→ **EXTRACTED INFORMATION**:
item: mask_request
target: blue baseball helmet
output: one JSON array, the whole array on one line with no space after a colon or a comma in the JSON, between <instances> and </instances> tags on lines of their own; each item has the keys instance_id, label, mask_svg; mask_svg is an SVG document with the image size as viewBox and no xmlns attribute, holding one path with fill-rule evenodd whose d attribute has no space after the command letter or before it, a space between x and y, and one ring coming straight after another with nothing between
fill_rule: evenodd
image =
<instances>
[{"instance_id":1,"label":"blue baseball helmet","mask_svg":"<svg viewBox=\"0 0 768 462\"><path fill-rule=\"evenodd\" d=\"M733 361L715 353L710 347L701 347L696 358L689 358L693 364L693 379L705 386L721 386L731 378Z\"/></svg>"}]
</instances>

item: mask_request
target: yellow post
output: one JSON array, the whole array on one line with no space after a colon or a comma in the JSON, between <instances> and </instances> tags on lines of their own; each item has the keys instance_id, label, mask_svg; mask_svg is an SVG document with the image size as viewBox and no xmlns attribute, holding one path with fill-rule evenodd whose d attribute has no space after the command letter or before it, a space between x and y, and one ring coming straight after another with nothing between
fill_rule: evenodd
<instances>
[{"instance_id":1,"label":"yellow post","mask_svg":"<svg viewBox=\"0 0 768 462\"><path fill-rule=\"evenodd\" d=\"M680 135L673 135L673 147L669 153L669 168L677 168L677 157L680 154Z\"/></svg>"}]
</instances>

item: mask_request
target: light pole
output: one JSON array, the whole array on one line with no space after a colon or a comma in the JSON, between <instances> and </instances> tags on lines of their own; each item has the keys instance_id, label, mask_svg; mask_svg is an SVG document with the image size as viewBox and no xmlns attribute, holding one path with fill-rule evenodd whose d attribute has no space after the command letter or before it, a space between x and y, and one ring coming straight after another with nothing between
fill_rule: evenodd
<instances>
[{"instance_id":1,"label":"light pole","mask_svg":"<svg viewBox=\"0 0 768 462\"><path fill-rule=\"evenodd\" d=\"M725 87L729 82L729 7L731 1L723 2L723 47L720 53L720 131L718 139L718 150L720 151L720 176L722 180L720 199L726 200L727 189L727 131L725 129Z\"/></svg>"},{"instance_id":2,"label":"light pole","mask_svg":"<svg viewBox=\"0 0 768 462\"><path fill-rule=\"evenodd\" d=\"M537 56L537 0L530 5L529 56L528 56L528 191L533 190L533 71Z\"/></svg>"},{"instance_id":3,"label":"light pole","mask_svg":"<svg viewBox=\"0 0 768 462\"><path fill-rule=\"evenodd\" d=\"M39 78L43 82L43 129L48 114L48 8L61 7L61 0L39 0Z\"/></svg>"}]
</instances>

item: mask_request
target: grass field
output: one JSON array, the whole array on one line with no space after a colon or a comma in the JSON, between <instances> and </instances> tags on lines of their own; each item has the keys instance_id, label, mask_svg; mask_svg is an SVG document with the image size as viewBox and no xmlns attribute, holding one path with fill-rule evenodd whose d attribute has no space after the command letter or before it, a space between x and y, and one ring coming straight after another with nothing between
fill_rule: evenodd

→ **INSTRUCTIONS FOR THE TASK**:
Transcribe the data. Leave every line exactly as it is.

→ **ANSWER TO THIS EXERCISE**:
item: mask_request
target: blue baseball helmet
output: one JSON array, the whole array on one line with no space after a colon or a comma in the JSON, between <instances> and </instances> tags on lines of their own; each item has the keys instance_id, label, mask_svg; mask_svg is an SVG document with the image size as viewBox and no xmlns attribute, holding one path with fill-rule evenodd whose d attribute has no space after the command letter or before it, a space between x and y, and one ring coming straight after another with nothing between
fill_rule: evenodd
image =
<instances>
[{"instance_id":1,"label":"blue baseball helmet","mask_svg":"<svg viewBox=\"0 0 768 462\"><path fill-rule=\"evenodd\" d=\"M733 361L715 353L710 347L701 347L696 358L689 358L693 364L693 379L705 386L721 386L731 378Z\"/></svg>"}]
</instances>

item: mask_request
target: yellow post
output: one JSON array, the whole array on one line with no space after a colon or a comma in the JSON, between <instances> and </instances> tags on lines of their own; each item has the keys instance_id, label, mask_svg; mask_svg is an SVG document with the image size as viewBox and no xmlns attribute, holding one path with fill-rule evenodd whose d attribute has no space after the command letter or before it, a space between x and y, and one ring coming straight after another with nothing between
fill_rule: evenodd
<instances>
[{"instance_id":1,"label":"yellow post","mask_svg":"<svg viewBox=\"0 0 768 462\"><path fill-rule=\"evenodd\" d=\"M680 135L673 135L673 147L669 153L669 168L677 168L677 157L680 154Z\"/></svg>"}]
</instances>

item: mask_request
target: light pole
output: one JSON array, the whole array on one line with no space after a colon or a comma in the JSON, between <instances> and </instances> tags on lines of their own; each item has the keys instance_id, label, mask_svg; mask_svg is an SVG document with the image size as viewBox and no xmlns attribute, holding one path with fill-rule evenodd whose d attribute has no space after the command letter or before it, a space between x and y, and one ring coming straight after another with nothing between
fill_rule: evenodd
<instances>
[{"instance_id":1,"label":"light pole","mask_svg":"<svg viewBox=\"0 0 768 462\"><path fill-rule=\"evenodd\" d=\"M725 87L729 82L729 7L731 1L723 2L723 47L720 53L720 131L718 139L718 150L720 151L720 176L722 180L720 199L726 200L727 189L727 131L725 129Z\"/></svg>"},{"instance_id":2,"label":"light pole","mask_svg":"<svg viewBox=\"0 0 768 462\"><path fill-rule=\"evenodd\" d=\"M537 56L537 0L530 5L529 56L528 56L528 191L533 190L533 71Z\"/></svg>"},{"instance_id":3,"label":"light pole","mask_svg":"<svg viewBox=\"0 0 768 462\"><path fill-rule=\"evenodd\" d=\"M39 78L43 82L43 129L48 114L48 8L61 7L61 0L39 0Z\"/></svg>"}]
</instances>

item: mask_request
target: grass field
output: one JSON array, the whole array on one line with no space after a colon or a comma in the JSON, between <instances> and </instances> tags on lines of their own; each item has the keys instance_id, label, mask_svg; mask_svg is an SVG document with the image size as viewBox and no xmlns attribute, holding one path with fill-rule evenodd whose d attribute has no space after the command letter or before it, a space between x and y, and one ring coming straight after another with nothing between
fill_rule: evenodd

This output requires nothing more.